▶ _Exercise data_:
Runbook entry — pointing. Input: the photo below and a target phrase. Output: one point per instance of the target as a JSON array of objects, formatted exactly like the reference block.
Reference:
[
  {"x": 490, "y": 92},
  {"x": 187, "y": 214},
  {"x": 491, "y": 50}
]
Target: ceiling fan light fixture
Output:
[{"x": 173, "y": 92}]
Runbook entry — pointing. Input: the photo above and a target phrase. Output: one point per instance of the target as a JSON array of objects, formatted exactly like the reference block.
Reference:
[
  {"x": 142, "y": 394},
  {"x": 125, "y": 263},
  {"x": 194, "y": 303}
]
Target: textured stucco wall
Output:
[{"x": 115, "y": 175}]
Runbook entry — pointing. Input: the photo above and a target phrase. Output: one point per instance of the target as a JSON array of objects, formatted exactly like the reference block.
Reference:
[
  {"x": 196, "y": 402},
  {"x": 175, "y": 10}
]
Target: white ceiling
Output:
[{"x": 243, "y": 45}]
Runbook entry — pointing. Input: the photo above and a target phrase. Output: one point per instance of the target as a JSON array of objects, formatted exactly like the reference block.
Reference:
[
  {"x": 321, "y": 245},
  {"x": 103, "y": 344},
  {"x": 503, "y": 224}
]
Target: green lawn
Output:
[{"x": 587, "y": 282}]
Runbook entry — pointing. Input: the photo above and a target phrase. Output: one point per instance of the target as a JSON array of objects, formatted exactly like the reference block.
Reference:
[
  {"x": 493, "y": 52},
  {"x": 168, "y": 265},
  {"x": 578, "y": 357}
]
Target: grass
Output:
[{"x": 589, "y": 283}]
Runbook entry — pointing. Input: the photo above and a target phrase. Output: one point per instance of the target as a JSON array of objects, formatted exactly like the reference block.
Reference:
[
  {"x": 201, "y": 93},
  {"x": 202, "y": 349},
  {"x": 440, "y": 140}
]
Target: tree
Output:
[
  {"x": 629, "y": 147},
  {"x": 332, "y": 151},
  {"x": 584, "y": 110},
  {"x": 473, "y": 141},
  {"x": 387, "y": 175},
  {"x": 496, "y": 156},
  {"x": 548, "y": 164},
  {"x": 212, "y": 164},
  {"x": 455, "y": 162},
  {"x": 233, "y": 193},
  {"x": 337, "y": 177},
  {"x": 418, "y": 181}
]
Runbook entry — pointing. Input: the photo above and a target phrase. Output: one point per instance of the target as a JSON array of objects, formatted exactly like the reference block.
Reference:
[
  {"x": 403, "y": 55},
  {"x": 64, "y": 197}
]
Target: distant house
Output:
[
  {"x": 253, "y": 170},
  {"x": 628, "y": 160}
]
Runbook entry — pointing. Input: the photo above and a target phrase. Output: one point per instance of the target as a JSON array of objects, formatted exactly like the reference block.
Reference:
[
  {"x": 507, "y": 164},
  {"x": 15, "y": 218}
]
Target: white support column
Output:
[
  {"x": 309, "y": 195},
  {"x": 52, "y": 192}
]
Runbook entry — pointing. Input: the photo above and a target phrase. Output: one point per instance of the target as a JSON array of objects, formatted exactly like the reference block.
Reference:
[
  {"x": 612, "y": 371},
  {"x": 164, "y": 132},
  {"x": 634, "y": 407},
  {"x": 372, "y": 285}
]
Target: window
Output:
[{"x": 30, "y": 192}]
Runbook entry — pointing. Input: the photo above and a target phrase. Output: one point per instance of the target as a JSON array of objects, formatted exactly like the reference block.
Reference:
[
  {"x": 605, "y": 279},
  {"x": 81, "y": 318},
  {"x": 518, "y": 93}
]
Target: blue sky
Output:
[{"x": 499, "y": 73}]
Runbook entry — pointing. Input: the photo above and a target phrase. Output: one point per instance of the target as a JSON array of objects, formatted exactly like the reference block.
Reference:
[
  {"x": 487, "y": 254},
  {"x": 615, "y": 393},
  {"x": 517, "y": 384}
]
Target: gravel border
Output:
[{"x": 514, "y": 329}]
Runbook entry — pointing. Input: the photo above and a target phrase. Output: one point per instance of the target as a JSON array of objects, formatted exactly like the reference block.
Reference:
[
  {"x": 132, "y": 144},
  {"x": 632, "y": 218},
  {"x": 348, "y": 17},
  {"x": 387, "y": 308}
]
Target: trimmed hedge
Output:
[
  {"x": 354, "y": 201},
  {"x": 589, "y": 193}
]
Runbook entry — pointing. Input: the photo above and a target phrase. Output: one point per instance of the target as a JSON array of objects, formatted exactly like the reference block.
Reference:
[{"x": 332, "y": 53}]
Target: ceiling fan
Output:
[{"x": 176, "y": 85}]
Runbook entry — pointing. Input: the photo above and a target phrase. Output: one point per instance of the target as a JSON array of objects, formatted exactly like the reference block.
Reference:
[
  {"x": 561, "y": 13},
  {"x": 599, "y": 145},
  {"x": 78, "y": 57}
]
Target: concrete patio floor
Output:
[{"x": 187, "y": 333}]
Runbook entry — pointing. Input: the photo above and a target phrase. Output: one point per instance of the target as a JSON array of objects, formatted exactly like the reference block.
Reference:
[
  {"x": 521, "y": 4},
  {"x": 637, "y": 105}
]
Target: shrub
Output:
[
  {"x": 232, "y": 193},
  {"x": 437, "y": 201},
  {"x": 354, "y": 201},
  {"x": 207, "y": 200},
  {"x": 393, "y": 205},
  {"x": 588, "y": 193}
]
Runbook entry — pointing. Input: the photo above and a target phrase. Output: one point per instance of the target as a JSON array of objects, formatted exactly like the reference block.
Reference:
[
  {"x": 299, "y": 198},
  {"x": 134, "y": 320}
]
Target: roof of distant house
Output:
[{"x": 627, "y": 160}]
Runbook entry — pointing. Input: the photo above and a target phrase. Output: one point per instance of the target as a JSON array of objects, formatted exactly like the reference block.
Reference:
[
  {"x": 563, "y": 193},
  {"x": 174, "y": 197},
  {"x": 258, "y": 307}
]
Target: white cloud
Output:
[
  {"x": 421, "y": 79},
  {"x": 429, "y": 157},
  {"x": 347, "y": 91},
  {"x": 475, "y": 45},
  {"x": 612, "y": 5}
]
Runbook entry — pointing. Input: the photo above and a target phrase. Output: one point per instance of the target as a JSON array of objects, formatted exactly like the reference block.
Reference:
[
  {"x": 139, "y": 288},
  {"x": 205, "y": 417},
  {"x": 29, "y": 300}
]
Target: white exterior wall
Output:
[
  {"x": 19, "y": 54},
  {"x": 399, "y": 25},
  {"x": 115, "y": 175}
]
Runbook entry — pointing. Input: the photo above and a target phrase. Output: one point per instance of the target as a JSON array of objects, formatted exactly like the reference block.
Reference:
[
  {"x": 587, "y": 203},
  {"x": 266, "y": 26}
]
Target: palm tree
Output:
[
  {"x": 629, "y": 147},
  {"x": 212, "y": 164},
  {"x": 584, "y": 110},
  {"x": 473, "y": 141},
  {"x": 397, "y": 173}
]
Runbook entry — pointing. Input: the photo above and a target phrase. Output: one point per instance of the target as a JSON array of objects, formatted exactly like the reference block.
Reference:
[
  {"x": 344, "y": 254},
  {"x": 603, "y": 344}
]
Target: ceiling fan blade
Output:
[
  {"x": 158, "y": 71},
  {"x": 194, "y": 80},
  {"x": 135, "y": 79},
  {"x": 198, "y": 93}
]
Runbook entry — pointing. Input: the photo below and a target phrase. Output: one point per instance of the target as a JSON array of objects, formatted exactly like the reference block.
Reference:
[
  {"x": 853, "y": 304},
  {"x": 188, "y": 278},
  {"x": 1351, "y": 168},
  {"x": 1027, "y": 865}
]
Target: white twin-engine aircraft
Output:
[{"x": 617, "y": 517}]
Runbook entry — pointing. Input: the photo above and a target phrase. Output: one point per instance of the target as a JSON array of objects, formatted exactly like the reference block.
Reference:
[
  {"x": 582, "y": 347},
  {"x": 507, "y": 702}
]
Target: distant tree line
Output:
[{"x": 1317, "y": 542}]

▶ _The problem_: Report how many lines in the data above contain the string "wall", treating uppercase and lowercase as different. Give only the number.

▶ _Finished answer_: 2